• Collected data entries
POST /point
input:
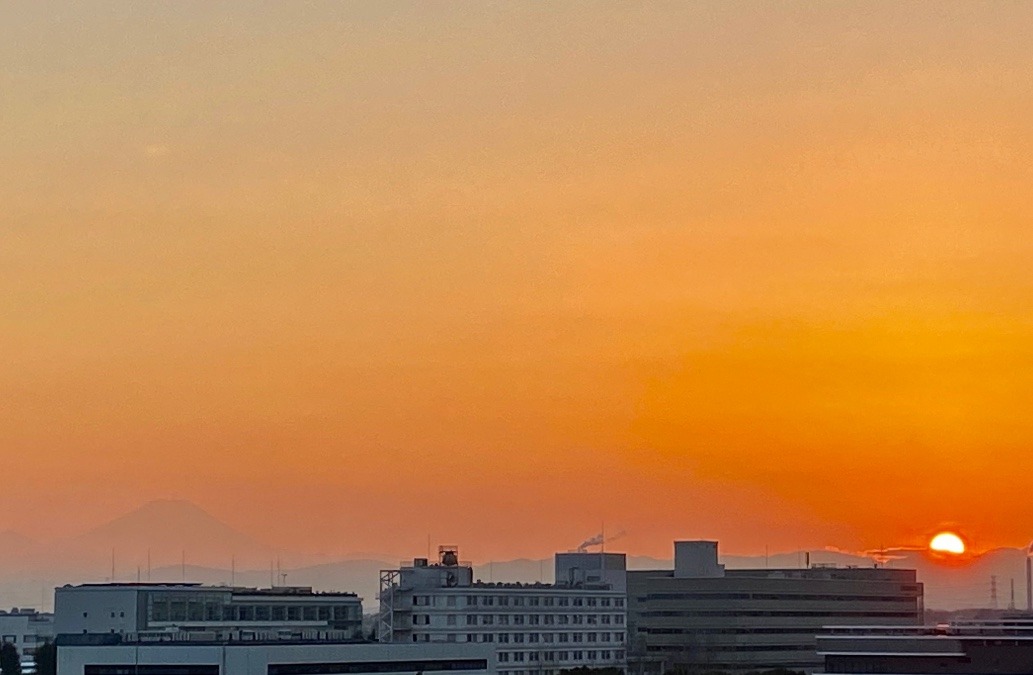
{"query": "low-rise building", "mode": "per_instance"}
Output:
(700, 616)
(978, 647)
(536, 627)
(155, 609)
(188, 655)
(26, 629)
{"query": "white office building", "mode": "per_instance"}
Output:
(26, 630)
(139, 610)
(75, 656)
(578, 621)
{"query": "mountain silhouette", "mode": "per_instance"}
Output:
(170, 531)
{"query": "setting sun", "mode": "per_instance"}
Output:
(947, 543)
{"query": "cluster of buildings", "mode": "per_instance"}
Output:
(434, 615)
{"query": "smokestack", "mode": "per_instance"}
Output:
(1029, 584)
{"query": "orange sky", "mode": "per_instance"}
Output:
(349, 274)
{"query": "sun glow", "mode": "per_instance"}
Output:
(947, 543)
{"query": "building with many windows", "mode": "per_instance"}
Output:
(26, 630)
(699, 616)
(186, 655)
(248, 613)
(578, 621)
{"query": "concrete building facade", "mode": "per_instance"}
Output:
(699, 616)
(984, 647)
(277, 657)
(26, 630)
(156, 609)
(537, 627)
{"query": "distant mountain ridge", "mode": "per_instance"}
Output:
(167, 530)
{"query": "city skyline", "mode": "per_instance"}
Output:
(351, 274)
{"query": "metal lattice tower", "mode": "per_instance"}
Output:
(385, 618)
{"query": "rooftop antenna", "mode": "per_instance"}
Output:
(1029, 578)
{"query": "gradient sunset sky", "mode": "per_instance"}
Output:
(351, 274)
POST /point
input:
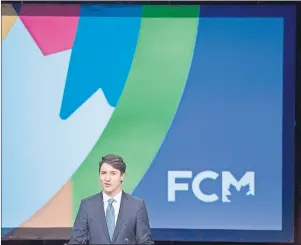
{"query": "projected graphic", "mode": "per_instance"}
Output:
(198, 100)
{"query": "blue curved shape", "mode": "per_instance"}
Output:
(102, 54)
(230, 118)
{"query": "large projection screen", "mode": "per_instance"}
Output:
(198, 100)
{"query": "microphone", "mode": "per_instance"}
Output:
(78, 233)
(127, 240)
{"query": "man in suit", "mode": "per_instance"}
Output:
(111, 216)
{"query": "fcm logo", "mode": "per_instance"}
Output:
(227, 180)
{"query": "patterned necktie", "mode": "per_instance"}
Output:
(110, 218)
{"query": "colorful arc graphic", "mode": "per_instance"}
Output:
(154, 87)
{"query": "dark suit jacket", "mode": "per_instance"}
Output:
(132, 225)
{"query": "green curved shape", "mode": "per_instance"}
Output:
(149, 100)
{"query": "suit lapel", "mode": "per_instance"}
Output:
(103, 218)
(121, 215)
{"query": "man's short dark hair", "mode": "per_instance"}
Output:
(115, 161)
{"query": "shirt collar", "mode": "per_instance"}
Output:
(117, 198)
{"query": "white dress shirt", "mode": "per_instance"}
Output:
(116, 203)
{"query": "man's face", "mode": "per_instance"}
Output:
(110, 179)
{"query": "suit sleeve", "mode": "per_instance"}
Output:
(80, 228)
(143, 232)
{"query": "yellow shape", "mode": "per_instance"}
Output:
(8, 17)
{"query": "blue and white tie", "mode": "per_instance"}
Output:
(110, 218)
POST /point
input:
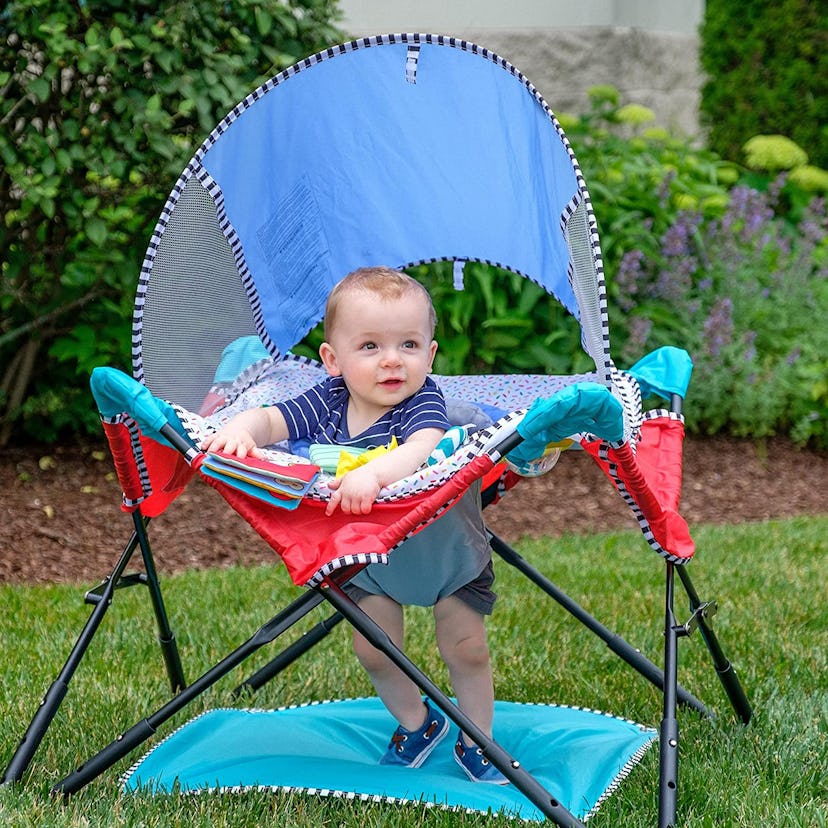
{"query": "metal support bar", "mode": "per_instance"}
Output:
(166, 637)
(508, 766)
(144, 729)
(635, 658)
(724, 669)
(288, 655)
(668, 742)
(58, 689)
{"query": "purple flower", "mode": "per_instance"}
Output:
(630, 274)
(718, 327)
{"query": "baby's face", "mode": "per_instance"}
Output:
(382, 348)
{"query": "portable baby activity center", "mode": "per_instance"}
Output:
(395, 150)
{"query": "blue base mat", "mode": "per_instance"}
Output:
(332, 748)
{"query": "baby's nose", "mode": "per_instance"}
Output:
(391, 356)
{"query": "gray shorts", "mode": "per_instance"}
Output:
(476, 594)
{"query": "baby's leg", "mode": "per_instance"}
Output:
(398, 693)
(461, 637)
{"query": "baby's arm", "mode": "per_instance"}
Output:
(356, 491)
(245, 432)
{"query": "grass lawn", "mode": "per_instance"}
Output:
(768, 579)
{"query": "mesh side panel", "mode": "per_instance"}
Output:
(585, 285)
(195, 302)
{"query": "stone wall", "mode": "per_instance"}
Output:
(658, 69)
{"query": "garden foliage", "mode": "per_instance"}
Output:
(766, 64)
(102, 105)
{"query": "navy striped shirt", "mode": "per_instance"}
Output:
(320, 416)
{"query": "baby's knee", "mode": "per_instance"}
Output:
(468, 653)
(372, 659)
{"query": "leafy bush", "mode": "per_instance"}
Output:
(766, 63)
(103, 103)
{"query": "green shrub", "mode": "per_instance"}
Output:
(102, 105)
(766, 66)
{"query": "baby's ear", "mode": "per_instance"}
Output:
(328, 357)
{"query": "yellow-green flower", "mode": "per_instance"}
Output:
(773, 152)
(658, 134)
(727, 175)
(684, 201)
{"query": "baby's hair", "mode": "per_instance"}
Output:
(384, 282)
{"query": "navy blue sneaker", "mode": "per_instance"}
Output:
(410, 748)
(477, 767)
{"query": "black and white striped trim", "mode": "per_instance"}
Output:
(622, 774)
(414, 42)
(137, 456)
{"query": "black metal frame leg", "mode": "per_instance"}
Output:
(101, 599)
(144, 729)
(508, 766)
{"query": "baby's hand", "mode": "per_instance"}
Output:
(232, 439)
(354, 492)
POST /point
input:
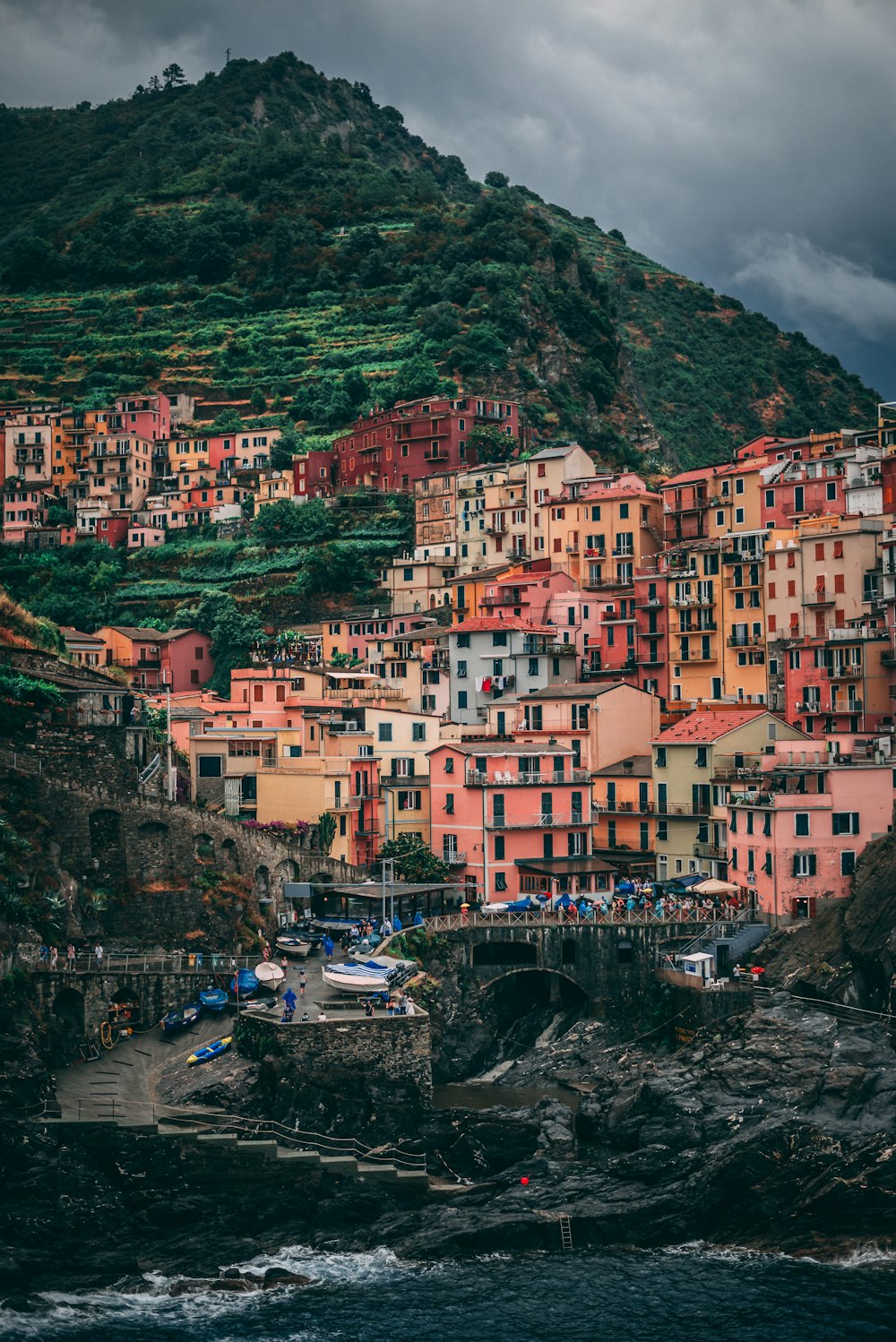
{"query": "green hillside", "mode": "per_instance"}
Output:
(272, 228)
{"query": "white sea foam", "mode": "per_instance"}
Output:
(85, 1314)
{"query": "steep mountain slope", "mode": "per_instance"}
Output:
(270, 227)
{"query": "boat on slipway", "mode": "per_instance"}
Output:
(270, 975)
(245, 983)
(367, 976)
(213, 999)
(180, 1019)
(208, 1053)
(298, 946)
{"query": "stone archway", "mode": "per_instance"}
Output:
(69, 1010)
(285, 870)
(204, 849)
(153, 851)
(105, 839)
(231, 855)
(526, 994)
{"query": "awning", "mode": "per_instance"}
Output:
(348, 675)
(715, 887)
(564, 865)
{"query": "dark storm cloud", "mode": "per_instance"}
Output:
(741, 142)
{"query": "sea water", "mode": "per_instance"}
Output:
(688, 1293)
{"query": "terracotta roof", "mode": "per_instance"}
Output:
(483, 623)
(574, 689)
(642, 768)
(710, 727)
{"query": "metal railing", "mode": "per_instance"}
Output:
(177, 962)
(558, 918)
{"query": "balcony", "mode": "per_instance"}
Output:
(477, 779)
(712, 851)
(545, 822)
(703, 598)
(621, 808)
(366, 692)
(818, 598)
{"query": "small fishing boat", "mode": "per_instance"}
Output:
(213, 999)
(208, 1051)
(245, 983)
(367, 976)
(270, 975)
(298, 946)
(180, 1019)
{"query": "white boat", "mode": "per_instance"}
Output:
(367, 976)
(270, 975)
(297, 945)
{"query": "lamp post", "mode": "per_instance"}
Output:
(391, 865)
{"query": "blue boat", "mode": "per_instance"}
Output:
(180, 1019)
(245, 983)
(208, 1051)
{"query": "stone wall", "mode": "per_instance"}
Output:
(119, 839)
(386, 1059)
(78, 1004)
(613, 965)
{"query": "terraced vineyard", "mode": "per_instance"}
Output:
(272, 229)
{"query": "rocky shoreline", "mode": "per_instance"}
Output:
(773, 1131)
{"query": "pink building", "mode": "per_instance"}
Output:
(156, 659)
(839, 682)
(797, 829)
(514, 819)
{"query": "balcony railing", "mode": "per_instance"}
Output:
(478, 779)
(709, 849)
(538, 822)
(623, 808)
(365, 692)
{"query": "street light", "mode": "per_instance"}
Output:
(391, 865)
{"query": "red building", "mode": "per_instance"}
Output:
(391, 450)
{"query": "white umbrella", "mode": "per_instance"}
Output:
(714, 887)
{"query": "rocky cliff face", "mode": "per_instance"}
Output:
(848, 953)
(774, 1133)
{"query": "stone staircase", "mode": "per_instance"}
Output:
(271, 1141)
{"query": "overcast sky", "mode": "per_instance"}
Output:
(745, 142)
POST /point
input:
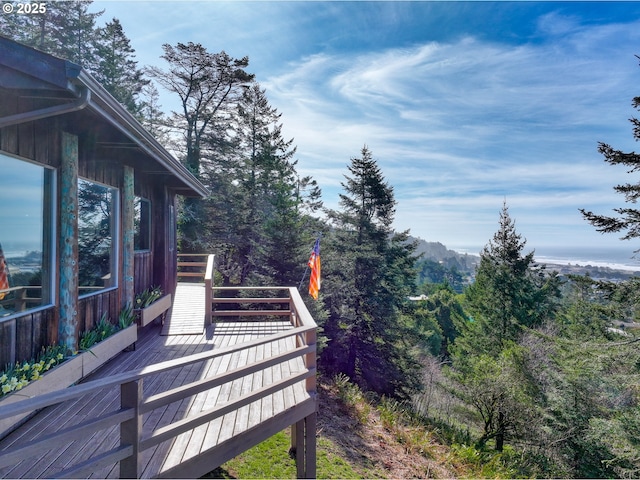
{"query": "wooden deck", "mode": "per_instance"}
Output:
(198, 450)
(187, 314)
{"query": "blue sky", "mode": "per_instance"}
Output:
(463, 104)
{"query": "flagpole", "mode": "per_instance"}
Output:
(306, 269)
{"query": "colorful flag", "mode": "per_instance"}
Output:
(314, 265)
(4, 274)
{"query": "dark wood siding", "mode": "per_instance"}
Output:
(23, 338)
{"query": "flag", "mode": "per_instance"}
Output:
(4, 274)
(314, 265)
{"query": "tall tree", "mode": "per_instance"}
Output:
(256, 217)
(510, 294)
(367, 280)
(209, 86)
(117, 68)
(627, 219)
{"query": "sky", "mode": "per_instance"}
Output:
(464, 105)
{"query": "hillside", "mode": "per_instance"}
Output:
(438, 252)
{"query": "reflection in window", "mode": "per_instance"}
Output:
(26, 232)
(97, 207)
(142, 224)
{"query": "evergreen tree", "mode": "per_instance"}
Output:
(117, 70)
(209, 87)
(510, 295)
(257, 218)
(208, 84)
(368, 276)
(627, 219)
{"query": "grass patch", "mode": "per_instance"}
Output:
(271, 459)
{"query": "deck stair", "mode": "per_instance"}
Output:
(178, 406)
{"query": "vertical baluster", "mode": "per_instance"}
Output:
(131, 430)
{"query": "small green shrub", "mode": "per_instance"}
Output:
(15, 377)
(126, 317)
(146, 298)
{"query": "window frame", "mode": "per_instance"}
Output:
(49, 235)
(115, 240)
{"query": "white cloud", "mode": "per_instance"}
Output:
(459, 126)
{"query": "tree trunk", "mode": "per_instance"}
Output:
(500, 432)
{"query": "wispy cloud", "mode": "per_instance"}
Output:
(459, 126)
(464, 104)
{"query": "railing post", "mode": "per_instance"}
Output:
(303, 444)
(208, 293)
(131, 430)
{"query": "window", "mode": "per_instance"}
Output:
(27, 193)
(142, 224)
(97, 231)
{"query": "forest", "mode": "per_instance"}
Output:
(514, 359)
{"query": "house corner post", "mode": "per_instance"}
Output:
(68, 327)
(128, 232)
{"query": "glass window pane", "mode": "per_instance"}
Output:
(26, 199)
(142, 223)
(97, 207)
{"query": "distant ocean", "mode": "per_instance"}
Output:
(616, 258)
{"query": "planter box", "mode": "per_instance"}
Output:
(148, 314)
(102, 352)
(68, 372)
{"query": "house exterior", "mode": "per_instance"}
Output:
(87, 204)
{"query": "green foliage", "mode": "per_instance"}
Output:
(490, 464)
(126, 317)
(147, 297)
(366, 285)
(16, 376)
(271, 459)
(625, 219)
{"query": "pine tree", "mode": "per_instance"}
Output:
(369, 274)
(117, 70)
(510, 295)
(209, 86)
(627, 219)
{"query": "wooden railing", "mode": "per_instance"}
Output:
(133, 406)
(16, 299)
(192, 265)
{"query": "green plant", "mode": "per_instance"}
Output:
(88, 339)
(15, 377)
(146, 298)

• Exercise goal
Show each line of the data above that contains the string "shirt".

• Reply
{"query": "shirt collar", "mode": "per_instance"}
{"query": "white dress shirt", "mode": "per_instance"}
{"query": "navy striped shirt", "mode": "per_instance"}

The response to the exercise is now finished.